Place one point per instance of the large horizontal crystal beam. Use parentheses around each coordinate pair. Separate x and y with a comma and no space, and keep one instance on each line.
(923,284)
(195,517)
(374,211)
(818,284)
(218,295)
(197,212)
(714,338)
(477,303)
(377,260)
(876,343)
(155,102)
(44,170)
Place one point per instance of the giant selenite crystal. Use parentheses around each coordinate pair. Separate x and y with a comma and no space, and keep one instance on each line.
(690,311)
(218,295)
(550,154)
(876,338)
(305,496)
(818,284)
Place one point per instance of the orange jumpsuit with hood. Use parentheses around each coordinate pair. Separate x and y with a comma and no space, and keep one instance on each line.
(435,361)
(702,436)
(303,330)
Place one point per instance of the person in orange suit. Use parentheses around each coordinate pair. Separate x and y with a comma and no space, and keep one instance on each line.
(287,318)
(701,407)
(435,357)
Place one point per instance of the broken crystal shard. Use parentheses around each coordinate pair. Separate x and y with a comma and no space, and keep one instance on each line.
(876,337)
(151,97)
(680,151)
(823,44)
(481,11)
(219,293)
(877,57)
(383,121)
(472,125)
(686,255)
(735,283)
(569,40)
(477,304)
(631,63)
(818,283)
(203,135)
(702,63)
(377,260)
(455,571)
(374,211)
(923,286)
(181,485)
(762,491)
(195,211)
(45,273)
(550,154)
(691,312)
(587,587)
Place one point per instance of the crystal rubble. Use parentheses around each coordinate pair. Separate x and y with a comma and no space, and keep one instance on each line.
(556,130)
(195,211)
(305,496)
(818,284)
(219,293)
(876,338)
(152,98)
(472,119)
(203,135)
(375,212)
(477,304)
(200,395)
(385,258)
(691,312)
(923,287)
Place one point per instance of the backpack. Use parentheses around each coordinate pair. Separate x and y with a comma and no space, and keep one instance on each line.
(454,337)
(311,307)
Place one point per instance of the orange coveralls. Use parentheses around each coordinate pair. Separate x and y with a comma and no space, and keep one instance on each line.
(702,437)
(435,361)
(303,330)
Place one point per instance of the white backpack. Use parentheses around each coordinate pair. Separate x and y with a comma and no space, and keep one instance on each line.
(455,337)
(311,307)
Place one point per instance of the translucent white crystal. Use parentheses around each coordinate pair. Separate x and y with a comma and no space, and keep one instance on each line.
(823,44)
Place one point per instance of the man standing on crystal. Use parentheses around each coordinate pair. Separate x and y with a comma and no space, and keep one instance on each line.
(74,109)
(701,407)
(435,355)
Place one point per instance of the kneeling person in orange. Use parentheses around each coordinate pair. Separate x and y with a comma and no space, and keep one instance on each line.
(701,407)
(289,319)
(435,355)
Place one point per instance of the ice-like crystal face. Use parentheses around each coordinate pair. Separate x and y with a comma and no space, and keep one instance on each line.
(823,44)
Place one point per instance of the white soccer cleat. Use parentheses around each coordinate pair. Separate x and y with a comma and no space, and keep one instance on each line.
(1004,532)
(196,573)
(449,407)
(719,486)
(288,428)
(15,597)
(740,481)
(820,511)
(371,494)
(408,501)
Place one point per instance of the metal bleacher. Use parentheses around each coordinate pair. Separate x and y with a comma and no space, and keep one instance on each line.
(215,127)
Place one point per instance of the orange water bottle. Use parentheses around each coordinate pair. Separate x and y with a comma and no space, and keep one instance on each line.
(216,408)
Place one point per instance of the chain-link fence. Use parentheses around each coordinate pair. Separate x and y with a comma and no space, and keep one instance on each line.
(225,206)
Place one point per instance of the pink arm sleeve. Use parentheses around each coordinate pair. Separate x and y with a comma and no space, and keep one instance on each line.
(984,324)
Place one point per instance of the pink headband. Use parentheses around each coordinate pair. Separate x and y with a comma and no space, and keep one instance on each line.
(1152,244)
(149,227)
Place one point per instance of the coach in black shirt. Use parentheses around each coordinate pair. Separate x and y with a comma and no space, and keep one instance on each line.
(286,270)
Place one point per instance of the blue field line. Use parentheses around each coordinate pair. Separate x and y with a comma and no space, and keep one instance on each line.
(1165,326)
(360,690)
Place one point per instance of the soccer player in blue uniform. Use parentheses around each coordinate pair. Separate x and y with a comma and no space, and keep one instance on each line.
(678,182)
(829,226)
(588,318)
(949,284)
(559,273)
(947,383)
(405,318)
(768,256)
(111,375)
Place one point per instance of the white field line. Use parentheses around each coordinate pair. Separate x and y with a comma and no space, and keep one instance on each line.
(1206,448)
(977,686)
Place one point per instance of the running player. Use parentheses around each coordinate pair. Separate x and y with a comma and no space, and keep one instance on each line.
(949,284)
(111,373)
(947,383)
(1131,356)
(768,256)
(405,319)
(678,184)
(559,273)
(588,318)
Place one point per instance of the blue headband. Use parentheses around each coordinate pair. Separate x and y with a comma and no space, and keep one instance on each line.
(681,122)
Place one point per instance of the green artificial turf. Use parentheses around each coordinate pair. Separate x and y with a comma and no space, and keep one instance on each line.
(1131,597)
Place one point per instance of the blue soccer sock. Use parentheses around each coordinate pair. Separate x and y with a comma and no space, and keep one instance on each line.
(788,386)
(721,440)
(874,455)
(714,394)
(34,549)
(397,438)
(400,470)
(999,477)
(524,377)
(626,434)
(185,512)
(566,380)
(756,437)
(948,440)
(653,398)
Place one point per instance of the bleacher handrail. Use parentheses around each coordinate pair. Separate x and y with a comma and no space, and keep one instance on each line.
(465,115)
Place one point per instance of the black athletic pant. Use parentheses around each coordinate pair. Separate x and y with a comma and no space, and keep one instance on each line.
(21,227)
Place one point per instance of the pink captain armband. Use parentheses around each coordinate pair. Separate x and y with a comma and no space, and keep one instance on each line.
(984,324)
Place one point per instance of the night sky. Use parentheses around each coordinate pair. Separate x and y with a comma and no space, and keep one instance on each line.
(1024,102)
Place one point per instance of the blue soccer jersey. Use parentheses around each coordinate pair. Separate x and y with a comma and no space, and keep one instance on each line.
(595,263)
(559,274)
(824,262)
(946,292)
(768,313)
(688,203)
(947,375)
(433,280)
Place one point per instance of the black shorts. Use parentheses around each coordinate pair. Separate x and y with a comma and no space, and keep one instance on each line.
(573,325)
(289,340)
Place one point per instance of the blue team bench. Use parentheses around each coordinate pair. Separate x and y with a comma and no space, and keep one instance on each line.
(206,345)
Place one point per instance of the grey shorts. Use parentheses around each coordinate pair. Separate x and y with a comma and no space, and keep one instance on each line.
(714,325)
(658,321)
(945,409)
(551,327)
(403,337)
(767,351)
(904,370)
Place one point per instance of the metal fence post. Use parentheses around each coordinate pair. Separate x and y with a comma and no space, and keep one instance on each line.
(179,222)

__Instructions to follow__: Restate the records above exactly.

__Answer section__:
Place one point per instance of the large horizontal crystal beam. Use parentheses around each coordinate pair. Separate x and y with a comma and no space, and keep one instance on each line.
(923,284)
(195,517)
(374,211)
(818,284)
(218,295)
(197,212)
(714,338)
(477,303)
(377,260)
(876,343)
(155,102)
(44,170)
Place one point per instance of the giant selenite crystal. Use parentheses around each coordinate pair. Separate x and y with a comma and no space, and keep one instance on each line.
(690,311)
(218,295)
(550,154)
(876,338)
(305,496)
(818,284)
Place one point per instance of the orange jumpsuit with hood. Use parentheses around each coordinate pair. Separate x and y with a comma and no space, and keep one instance on each line.
(435,361)
(702,436)
(303,330)
Place one point per instance of the person in orange suit. Use parentheses around each coordinate pair. Separate x and y with a comma and no space, and keep one instance on each line.
(287,318)
(701,407)
(435,357)
Place one point per instance of the broken crystal shard. Use parentheses around each coordinate pair. Separate x and y with a comma and no space, and keep one instance on each line.
(876,337)
(151,97)
(680,151)
(823,44)
(481,11)
(219,293)
(877,57)
(383,121)
(472,125)
(686,255)
(735,283)
(569,40)
(477,304)
(631,63)
(818,283)
(203,135)
(702,63)
(377,260)
(455,571)
(374,211)
(923,286)
(181,485)
(762,491)
(195,211)
(45,273)
(550,154)
(691,312)
(587,587)
Place one point per instance of the crystal rubble. Use parentheses around each coordinate pair. Separate x and y with a comma and no space, and keep one instance on each line.
(556,130)
(195,211)
(305,496)
(818,284)
(219,293)
(876,338)
(152,98)
(472,119)
(203,135)
(375,212)
(477,304)
(200,395)
(385,258)
(691,312)
(923,287)
Place one point per instance of the backpack. Use parentheses around each coordinate pair. Separate x and y with a comma and no space, and keep one instance on each line.
(454,337)
(311,307)
Place one point per instance of the orange coveralls. Use parentheses around each coordinate pair. Separate x and y with a comma and no space, and keep one instance on each line.
(702,437)
(435,361)
(303,330)
Place one point per instance of the white backpack. Use parentheses around each coordinate pair. Separate x and y with a comma and no space, and keep one instance on each line.
(455,337)
(311,307)
Place one point per instance of the translucent white crystal. Use parentheses around each coordinate pair. Separate x and y with a comma and no space, and keep one instance on each line.
(823,44)
Place one point per instance of the man standing on crystal. Use parentheses around each coordinate pair. Separate x and y with a comma and no space, and keep one instance on each line.
(74,109)
(701,407)
(435,355)
Place one point per instance of the kneeling person in orange. Use parentheses around each coordinate pair. Separate x and y with a comma and no space, and keep one instance on each line.
(701,407)
(289,319)
(435,355)
Place one point per instance of the ice-like crystal face. Use parentheses around each coordinate pair. Separate x and y with a comma and no space, and keep one instance on each line.
(823,44)
Place one point per instance of the white soccer cleat. Use parentheses around each coordinate pair. Separate x and y with a comma and no space, and keep one instance on each line.
(1004,532)
(196,573)
(449,407)
(719,486)
(288,428)
(15,597)
(740,481)
(820,511)
(371,494)
(408,501)
Place one point per instance of the metal bleacher. Use parentheses around each coordinate pair. Separate x and y with a comma and no space, and keep one instance on each line.
(215,127)
Place one point per instance of the orange water bottle. Use parentheses around each coordinate pair. Separate x and y with a comma and no space, and keep one instance on each line.
(216,408)
Place one point per instance of the chain-link fence. Use parentheses around each coordinate pair. Separate x and y with a comma and no space, and keep one instance on each line.
(225,206)
Place one point per instance of the pink arm sleeve. Use parentheses around each coordinate pair. Separate x and y with a comma and no space, and keep one instance on each line.
(984,324)
Place one point per instance of the pink headband. Use parentheses around each coordinate pair. Separate x and y with a comma and no space, and keep one instance on each line.
(1152,244)
(149,227)
Place one point per instance of the coach in black shirt. Use parentheses around each coordinate pair. Separate x and y with a comma and no space, and keep one instance on each line.
(286,270)
Place one point per instance of the blue field line. Use parentheses around each coordinate pair. Separate x and y with a comma and no space, and keep one instance on each line.
(1165,326)
(360,690)
Place one point per instance of the soccer player in blue uniform. Use parentheses around each coordinate pair. Separate x and y with a comma and no space, and keep one instance on each line.
(678,182)
(829,226)
(588,318)
(949,284)
(559,273)
(947,383)
(405,318)
(768,256)
(111,375)
Place one point per instance of the white field line. Use parentheses around each coordinate pair. Separate x and y with a comma and no space, and keep one instance on each line.
(1206,448)
(977,686)
Place one point per instance of the running player. Use parentheses around each coordinate pair. Separate x and y with a comma and no space, and keep one instance on each line.
(949,284)
(111,373)
(947,383)
(1131,356)
(768,256)
(405,319)
(678,184)
(559,273)
(588,318)
Place one point per instance of the blue headband. Use parentheses around each coordinate pair. Separate x and y with a comma and no space, and keep one instance on each line.
(681,122)
Place one point per instance of the green artificial turf. Use parentheses around each coordinate pair. Separate x and y with a comma and no space, and keep one instance on each line.
(1131,597)
Place one point per instance of the blue soccer sock. Use parentheses around each coordinate pair. Separate x and y with a comma and no space, and keep one instance on each line.
(788,386)
(721,440)
(874,455)
(714,394)
(34,549)
(397,438)
(400,470)
(999,477)
(524,377)
(626,434)
(185,512)
(566,380)
(756,437)
(948,440)
(653,398)
Place one point per instance of the bleacher handrail. Use parentheses around each coordinate pair. Separate x and y with a comma and no space, and keep one instance on each line.
(465,115)
Place one point per instance of the black athletic pant. Use parentheses around each coordinate pair. Separate x and y with a comma and no space, and keep one instance on each line.
(21,227)
Place one point per instance of the pink captain armband. Use parentheses around each coordinate pair. Separate x and y with a comma and no space, and keep one instance on each line.
(984,324)
Place one point per instance of the night sky. Use parentheses around each coordinate pair. Separate x and y with a comma and no space, and keep one instance on each line.
(1024,102)
Place one point per instance of the blue soccer jersey. Use parentheses around each coordinate pair. Separate x and y with a comma and no space, and keep one instance on each line.
(595,263)
(559,274)
(824,262)
(946,292)
(768,313)
(688,203)
(947,375)
(433,280)
Place one point per instance of the black shorts. Use parentheses around each coordinate pair. Separate x and y with a comma and no space, and keep one instance on each line.
(573,325)
(289,340)
Place one point per instance of the blue team bench. Use parentheses around each coordinate pair. Separate x and y with a comma and no space, and keep one instance on each line.
(206,345)
Place one point per instance of the grey shorts. Use parentheses around each coordinate pair. Separate x and y with a comma and no space, and keep one instance on each line.
(714,325)
(658,321)
(945,409)
(551,327)
(403,337)
(767,351)
(904,370)
Place one point per instance of the metal fence post. Use parentheses around each coordinate pair. Separate x and y with a comma and no space, and keep one instance on each line.
(179,222)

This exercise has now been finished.